┌──

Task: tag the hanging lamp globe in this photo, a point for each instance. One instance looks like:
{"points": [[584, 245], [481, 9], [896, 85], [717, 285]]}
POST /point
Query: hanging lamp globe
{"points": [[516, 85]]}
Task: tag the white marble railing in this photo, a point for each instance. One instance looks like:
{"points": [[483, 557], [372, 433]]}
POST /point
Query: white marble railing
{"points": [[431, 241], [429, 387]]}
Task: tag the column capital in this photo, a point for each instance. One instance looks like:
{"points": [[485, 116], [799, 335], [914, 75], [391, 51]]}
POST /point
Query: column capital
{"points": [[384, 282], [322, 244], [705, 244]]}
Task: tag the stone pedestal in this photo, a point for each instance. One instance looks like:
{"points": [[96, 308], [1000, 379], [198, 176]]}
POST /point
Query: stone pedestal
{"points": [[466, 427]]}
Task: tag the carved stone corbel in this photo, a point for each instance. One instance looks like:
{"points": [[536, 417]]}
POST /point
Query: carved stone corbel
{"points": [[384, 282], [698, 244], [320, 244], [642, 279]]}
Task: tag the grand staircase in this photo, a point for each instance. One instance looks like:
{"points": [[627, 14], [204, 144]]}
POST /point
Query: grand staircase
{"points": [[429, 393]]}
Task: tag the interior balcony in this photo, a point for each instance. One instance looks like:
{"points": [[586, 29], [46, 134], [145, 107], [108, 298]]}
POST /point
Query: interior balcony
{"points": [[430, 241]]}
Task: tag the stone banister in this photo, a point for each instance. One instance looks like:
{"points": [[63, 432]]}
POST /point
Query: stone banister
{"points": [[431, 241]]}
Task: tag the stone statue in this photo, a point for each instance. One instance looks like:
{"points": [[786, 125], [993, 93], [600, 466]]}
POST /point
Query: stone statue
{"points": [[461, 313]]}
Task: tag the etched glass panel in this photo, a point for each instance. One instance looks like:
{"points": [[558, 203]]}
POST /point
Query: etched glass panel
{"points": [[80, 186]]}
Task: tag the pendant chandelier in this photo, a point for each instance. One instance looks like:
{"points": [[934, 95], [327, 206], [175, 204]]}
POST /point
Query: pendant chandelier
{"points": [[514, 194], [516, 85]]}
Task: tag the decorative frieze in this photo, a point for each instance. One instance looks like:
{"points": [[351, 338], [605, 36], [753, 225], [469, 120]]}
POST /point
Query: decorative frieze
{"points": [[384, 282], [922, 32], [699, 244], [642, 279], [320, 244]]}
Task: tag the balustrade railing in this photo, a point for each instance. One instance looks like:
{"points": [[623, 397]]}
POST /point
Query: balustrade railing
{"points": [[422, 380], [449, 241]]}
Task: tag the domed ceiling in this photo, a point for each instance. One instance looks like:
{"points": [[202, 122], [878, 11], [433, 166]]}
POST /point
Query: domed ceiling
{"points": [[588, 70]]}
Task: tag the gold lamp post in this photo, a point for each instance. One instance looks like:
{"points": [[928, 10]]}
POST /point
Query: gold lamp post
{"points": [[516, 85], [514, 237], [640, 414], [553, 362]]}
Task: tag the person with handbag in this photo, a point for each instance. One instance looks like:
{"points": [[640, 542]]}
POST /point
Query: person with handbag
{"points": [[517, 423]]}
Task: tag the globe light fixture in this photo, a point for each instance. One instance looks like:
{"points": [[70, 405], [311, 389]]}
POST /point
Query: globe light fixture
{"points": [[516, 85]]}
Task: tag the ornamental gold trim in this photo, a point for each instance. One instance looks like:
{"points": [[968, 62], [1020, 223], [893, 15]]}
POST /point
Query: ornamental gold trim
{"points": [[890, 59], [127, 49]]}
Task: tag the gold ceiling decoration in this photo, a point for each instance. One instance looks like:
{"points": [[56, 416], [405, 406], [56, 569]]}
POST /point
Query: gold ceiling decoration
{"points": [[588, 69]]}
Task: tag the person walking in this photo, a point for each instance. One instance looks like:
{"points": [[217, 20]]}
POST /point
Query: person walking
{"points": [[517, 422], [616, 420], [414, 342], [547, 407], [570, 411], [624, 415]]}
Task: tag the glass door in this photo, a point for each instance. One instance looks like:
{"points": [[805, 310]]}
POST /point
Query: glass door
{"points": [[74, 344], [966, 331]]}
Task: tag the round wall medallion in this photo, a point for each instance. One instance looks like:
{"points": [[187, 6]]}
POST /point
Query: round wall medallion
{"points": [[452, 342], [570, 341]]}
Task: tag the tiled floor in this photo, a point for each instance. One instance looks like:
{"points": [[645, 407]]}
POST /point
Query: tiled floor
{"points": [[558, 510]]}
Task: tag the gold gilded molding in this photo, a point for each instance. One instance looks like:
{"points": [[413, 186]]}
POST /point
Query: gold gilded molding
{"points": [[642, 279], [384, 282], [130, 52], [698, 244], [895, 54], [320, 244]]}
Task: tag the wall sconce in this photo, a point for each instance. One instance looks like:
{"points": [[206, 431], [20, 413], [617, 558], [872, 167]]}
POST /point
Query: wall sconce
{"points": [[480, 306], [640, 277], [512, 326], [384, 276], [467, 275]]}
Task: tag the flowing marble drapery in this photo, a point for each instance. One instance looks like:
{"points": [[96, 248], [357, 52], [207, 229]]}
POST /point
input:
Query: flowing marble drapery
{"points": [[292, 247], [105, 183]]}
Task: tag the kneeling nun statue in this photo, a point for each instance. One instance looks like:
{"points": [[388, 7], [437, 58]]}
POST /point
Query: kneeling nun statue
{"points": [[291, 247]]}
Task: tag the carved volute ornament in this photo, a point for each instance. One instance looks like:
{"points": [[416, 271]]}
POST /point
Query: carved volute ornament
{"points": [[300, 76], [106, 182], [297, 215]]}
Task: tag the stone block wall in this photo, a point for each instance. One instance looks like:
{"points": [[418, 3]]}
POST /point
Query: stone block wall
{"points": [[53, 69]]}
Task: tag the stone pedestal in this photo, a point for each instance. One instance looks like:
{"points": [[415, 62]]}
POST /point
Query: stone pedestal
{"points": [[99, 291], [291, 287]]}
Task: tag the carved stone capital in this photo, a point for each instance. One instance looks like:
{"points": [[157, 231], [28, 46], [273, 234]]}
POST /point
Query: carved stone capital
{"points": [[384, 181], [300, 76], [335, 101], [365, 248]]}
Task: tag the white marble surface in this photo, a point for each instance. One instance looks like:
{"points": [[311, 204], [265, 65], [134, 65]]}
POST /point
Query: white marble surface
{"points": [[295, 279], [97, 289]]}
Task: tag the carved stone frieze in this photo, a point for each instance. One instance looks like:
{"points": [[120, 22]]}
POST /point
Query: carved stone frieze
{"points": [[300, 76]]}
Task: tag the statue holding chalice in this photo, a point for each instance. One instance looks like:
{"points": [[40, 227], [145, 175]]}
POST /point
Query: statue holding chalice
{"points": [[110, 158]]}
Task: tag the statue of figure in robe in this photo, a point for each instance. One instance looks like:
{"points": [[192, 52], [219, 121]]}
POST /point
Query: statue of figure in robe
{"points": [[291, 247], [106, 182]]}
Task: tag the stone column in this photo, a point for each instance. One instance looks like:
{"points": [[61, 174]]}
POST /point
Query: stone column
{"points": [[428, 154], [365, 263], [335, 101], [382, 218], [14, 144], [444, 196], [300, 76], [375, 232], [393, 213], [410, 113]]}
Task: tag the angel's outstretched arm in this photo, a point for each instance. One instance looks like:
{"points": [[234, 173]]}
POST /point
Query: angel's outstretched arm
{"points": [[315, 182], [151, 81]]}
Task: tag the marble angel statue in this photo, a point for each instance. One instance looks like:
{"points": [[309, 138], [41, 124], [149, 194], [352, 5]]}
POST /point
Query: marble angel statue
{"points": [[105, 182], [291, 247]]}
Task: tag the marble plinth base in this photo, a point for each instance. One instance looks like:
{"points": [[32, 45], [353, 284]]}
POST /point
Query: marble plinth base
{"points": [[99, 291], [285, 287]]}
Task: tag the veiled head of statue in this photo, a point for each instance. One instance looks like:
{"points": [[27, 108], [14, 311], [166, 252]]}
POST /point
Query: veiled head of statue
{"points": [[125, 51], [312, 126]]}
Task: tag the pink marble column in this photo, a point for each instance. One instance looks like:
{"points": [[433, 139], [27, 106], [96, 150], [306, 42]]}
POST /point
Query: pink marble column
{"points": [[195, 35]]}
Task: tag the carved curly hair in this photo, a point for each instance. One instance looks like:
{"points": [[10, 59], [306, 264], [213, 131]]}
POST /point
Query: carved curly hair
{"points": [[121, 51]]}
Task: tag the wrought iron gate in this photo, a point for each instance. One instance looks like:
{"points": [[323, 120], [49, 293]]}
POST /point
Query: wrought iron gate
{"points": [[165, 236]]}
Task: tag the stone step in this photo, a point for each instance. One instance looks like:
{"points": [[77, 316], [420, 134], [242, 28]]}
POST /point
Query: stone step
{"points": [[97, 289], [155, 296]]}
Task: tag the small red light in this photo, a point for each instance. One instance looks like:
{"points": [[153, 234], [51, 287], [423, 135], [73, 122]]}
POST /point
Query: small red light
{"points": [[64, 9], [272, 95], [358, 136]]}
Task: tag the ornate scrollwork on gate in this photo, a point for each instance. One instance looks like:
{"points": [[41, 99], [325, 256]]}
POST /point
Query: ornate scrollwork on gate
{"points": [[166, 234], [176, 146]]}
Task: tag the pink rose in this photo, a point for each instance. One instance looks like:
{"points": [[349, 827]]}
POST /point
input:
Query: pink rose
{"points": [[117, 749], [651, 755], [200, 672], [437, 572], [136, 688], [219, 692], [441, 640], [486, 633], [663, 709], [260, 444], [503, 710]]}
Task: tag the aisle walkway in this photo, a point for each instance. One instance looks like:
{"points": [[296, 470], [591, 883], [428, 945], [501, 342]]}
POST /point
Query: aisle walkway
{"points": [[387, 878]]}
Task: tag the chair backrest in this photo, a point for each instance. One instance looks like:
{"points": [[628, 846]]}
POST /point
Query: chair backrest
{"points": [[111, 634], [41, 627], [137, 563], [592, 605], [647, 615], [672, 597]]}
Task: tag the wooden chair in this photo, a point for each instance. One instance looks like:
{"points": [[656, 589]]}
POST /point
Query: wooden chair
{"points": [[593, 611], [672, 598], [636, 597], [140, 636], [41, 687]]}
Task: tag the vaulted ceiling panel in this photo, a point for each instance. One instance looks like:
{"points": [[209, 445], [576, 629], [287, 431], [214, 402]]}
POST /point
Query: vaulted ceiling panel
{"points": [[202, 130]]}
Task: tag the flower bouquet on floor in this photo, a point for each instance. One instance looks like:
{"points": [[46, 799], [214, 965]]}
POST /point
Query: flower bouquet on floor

└──

[Work order] Where the word "flower" appears in a line of the listing, that line is counted once; give the total alone.

[Answer to the exercise] 2